→ **MATERIAL**
------------------------------------------------

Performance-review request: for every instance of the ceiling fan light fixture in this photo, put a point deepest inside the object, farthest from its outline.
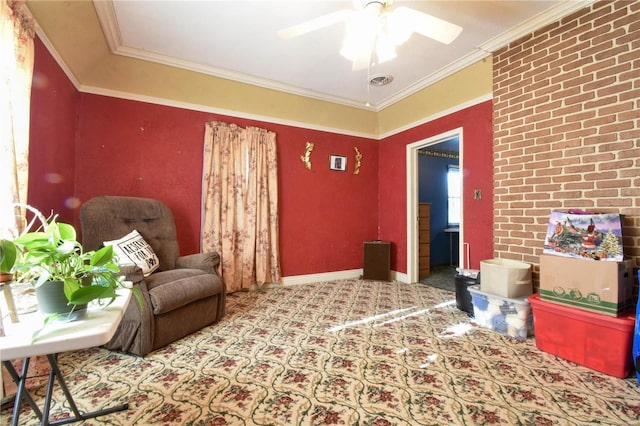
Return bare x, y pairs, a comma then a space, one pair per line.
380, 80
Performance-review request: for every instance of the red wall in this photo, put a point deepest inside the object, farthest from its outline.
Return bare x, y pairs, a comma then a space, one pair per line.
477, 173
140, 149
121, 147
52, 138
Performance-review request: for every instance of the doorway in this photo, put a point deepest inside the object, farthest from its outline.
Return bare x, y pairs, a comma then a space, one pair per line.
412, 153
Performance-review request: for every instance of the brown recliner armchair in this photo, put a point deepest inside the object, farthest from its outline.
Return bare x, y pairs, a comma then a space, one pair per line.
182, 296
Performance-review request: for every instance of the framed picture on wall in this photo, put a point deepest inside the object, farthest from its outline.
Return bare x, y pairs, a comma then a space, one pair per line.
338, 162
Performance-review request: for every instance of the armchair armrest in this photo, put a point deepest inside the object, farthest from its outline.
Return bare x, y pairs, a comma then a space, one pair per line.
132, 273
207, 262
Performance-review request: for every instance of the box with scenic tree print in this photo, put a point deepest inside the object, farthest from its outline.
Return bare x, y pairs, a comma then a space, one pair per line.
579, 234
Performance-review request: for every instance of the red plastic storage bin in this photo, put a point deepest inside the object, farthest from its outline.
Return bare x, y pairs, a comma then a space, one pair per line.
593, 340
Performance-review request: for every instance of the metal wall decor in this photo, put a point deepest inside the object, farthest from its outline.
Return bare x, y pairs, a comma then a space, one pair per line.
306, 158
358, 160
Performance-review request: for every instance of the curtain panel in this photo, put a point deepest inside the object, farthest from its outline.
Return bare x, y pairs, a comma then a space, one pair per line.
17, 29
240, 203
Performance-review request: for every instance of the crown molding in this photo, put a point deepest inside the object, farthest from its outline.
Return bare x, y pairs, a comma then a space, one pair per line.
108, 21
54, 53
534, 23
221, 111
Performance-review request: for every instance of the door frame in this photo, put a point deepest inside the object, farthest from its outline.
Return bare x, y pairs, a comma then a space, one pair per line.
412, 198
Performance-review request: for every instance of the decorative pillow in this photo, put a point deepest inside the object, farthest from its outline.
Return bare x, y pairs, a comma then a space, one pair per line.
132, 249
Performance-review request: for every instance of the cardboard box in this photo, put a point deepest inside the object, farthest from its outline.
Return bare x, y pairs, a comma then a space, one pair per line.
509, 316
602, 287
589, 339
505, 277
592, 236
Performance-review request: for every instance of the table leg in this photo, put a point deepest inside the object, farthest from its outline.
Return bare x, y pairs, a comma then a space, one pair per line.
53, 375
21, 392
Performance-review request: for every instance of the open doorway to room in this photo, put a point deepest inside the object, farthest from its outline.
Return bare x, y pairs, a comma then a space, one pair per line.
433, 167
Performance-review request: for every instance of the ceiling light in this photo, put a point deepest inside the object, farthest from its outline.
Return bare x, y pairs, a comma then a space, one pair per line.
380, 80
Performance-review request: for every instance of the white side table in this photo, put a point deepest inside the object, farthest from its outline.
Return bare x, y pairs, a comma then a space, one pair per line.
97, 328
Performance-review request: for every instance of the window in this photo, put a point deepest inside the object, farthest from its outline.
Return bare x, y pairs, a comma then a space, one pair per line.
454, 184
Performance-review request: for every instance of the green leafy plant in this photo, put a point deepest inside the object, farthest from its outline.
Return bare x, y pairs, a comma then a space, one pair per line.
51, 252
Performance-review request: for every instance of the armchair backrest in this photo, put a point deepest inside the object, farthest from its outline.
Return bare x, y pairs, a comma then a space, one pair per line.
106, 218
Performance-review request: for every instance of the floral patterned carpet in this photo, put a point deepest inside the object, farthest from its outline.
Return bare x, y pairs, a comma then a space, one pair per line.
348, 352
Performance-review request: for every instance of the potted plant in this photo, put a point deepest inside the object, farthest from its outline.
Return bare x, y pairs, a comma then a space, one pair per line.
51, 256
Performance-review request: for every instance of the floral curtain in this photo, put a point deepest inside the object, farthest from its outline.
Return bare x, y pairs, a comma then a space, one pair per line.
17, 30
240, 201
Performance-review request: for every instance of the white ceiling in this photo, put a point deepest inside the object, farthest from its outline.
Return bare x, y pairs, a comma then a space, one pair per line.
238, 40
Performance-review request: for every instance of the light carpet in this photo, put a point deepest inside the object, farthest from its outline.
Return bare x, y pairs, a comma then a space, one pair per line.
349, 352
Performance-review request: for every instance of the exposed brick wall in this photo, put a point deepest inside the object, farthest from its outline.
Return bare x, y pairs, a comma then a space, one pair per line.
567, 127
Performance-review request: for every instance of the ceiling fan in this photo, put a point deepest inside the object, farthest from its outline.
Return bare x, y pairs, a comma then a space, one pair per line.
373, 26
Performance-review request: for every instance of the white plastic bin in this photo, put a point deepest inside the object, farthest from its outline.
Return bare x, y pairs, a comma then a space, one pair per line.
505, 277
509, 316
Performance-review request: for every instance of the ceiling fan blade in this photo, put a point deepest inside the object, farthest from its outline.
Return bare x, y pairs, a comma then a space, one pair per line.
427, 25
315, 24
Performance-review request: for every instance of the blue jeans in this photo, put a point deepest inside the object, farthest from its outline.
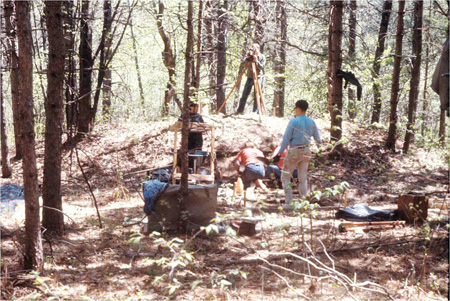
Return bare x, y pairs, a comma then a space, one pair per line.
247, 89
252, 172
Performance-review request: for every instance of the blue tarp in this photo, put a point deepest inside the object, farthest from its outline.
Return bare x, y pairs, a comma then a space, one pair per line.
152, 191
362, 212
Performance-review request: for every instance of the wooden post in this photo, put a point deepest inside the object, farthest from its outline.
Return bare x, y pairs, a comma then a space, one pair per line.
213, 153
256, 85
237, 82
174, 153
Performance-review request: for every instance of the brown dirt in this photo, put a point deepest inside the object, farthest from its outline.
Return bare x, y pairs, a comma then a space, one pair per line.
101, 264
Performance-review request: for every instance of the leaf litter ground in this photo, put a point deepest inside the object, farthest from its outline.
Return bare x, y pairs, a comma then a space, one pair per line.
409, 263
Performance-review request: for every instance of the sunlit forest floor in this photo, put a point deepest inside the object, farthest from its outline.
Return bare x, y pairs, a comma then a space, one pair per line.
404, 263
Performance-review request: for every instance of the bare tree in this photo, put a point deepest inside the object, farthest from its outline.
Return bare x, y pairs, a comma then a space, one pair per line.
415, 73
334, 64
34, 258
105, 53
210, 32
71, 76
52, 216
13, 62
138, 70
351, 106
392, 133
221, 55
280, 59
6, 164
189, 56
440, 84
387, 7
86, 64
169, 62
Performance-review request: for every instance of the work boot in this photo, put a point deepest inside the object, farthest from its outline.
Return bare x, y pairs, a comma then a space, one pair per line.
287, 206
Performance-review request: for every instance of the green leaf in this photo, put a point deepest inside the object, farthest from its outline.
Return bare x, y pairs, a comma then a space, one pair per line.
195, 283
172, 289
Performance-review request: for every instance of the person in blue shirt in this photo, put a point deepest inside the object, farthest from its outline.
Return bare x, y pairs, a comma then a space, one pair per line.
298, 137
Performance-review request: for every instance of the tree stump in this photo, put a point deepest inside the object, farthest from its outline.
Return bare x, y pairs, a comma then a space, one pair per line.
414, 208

------------------------------------------------

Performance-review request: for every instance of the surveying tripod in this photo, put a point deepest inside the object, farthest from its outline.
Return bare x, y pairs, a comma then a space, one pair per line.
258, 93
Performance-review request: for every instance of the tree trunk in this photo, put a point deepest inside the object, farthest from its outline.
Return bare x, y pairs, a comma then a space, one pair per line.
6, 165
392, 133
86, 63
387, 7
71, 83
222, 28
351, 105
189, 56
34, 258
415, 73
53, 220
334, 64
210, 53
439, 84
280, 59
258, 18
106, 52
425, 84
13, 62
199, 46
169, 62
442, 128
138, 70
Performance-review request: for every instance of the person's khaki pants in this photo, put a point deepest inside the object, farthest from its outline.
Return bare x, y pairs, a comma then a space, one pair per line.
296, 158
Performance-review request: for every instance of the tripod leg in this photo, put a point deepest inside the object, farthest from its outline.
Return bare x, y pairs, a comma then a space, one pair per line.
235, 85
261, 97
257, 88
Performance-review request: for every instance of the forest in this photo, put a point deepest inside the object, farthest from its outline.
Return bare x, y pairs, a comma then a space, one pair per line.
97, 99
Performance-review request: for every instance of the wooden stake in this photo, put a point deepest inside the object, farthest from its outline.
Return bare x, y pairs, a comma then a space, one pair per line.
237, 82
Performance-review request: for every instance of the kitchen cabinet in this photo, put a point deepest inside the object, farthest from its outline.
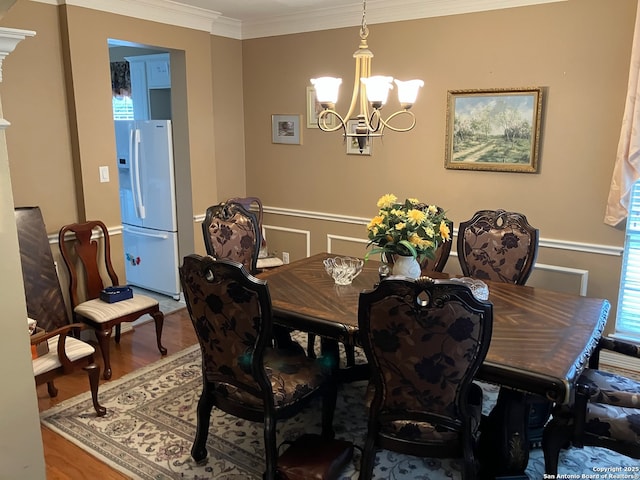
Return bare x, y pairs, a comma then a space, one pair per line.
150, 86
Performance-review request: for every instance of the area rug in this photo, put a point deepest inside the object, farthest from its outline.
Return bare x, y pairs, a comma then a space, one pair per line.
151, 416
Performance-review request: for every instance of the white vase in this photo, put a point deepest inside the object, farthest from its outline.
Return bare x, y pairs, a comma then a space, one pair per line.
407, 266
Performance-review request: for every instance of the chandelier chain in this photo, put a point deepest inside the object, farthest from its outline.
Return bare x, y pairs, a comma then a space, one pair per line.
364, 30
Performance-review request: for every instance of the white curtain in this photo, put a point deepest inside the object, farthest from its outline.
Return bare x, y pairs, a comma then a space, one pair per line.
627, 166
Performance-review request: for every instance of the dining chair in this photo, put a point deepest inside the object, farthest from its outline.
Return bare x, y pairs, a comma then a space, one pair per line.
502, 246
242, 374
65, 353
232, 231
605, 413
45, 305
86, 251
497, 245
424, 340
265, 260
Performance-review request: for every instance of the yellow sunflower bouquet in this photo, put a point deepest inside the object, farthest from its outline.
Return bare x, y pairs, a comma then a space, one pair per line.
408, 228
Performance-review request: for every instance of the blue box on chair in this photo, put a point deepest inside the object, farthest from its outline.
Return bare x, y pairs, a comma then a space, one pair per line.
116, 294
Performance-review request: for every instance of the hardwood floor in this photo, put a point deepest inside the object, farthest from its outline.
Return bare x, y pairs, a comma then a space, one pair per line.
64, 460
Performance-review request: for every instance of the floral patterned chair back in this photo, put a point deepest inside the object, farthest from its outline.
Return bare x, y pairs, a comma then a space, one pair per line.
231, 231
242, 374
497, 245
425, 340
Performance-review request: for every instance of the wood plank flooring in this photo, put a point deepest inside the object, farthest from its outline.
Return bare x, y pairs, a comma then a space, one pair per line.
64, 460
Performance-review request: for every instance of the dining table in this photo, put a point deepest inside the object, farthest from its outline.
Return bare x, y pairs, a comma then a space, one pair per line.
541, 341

------------------------------------------------

→ **SHORT PROBLEM**
Please count the lines in the material above that contain the word "brown" and reply with that number only.

→ **RESULT OF THIS TASK**
2